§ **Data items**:
┄┄┄┄┄┄

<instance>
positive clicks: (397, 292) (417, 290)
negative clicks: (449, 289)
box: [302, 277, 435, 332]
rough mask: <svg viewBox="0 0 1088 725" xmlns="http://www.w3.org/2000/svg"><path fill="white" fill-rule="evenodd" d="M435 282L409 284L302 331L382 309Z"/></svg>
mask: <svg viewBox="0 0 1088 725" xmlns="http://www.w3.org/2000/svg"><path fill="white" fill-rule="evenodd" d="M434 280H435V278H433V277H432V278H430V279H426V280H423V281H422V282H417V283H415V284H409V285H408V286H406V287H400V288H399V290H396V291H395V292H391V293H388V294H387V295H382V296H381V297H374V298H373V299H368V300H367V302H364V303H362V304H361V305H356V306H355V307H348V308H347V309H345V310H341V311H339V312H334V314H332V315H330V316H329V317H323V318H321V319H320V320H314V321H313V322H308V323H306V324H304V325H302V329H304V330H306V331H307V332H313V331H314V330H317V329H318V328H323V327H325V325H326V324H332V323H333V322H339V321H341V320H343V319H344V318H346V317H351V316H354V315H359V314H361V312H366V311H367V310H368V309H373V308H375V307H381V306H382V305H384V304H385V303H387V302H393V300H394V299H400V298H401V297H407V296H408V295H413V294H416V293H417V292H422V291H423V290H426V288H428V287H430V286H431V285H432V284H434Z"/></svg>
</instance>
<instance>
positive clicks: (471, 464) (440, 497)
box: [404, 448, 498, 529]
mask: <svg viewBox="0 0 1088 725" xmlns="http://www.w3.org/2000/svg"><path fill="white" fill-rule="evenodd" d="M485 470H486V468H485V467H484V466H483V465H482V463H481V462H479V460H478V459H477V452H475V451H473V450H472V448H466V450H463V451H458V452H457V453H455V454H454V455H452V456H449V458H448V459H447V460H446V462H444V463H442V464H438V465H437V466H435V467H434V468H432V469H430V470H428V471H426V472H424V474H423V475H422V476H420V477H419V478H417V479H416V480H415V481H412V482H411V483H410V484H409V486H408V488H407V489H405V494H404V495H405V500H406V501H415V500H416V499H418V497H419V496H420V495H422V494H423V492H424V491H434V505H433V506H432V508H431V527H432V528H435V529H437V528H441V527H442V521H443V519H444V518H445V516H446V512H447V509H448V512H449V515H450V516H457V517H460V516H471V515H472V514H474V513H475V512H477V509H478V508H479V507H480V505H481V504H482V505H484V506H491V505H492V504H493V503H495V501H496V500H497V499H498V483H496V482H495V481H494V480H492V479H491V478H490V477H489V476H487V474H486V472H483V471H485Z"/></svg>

┄┄┄┄┄┄

§ **How to complete this task**: The records above are to be duplicated in full and exactly.

§ **Exercise result**:
<instance>
positive clicks: (397, 292) (417, 290)
negative clicks: (449, 289)
box: [302, 277, 435, 332]
rough mask: <svg viewBox="0 0 1088 725" xmlns="http://www.w3.org/2000/svg"><path fill="white" fill-rule="evenodd" d="M435 282L409 284L302 331L382 309Z"/></svg>
mask: <svg viewBox="0 0 1088 725" xmlns="http://www.w3.org/2000/svg"><path fill="white" fill-rule="evenodd" d="M434 280H435V278H433V277H432V278H430V279H426V280H423V281H422V282H417V283H415V284H409V285H408V286H406V287H400V288H399V290H396V291H395V292H391V293H388V294H387V295H382V296H381V297H374V298H373V299H368V300H367V302H364V303H362V304H361V305H356V306H355V307H348V308H347V309H345V310H341V311H339V312H334V314H332V315H330V316H329V317H323V318H321V319H320V320H314V321H313V322H308V323H306V324H304V325H302V329H304V330H306V331H307V332H313V331H314V330H317V329H318V328H323V327H325V325H326V324H332V323H333V322H339V321H341V320H343V319H344V318H346V317H351V316H354V315H359V314H361V312H366V311H367V310H368V309H373V308H375V307H381V306H382V305H384V304H385V303H387V302H393V300H394V299H400V298H401V297H407V296H408V295H413V294H416V293H417V292H422V291H423V290H426V288H428V287H430V286H431V285H432V284H434Z"/></svg>
</instance>
<instance>
positive clicks: (471, 464) (440, 497)
box: [404, 448, 498, 529]
mask: <svg viewBox="0 0 1088 725" xmlns="http://www.w3.org/2000/svg"><path fill="white" fill-rule="evenodd" d="M485 470H486V468H485V467H484V466H483V465H482V463H481V462H479V460H478V459H477V452H475V451H473V450H472V448H466V450H463V451H458V452H457V453H455V454H454V455H452V456H449V458H448V459H447V460H446V462H444V463H442V464H438V465H437V466H435V467H434V468H432V469H430V470H428V471H426V472H424V474H423V475H422V476H420V477H419V478H417V479H416V480H415V481H412V482H411V483H410V484H409V486H408V488H407V489H405V494H404V495H405V500H406V501H415V500H416V499H418V497H419V496H420V495H422V494H423V492H424V491H434V505H433V506H432V508H431V527H432V528H435V529H437V528H441V527H442V521H443V519H444V518H445V516H446V512H447V509H448V512H449V515H450V516H457V517H460V516H471V515H472V514H474V513H475V512H477V509H478V508H479V507H480V505H481V504H482V505H484V506H491V505H492V504H493V503H495V501H496V500H497V499H498V483H496V482H495V481H494V480H492V479H491V478H490V477H489V476H487V474H486V472H483V471H485Z"/></svg>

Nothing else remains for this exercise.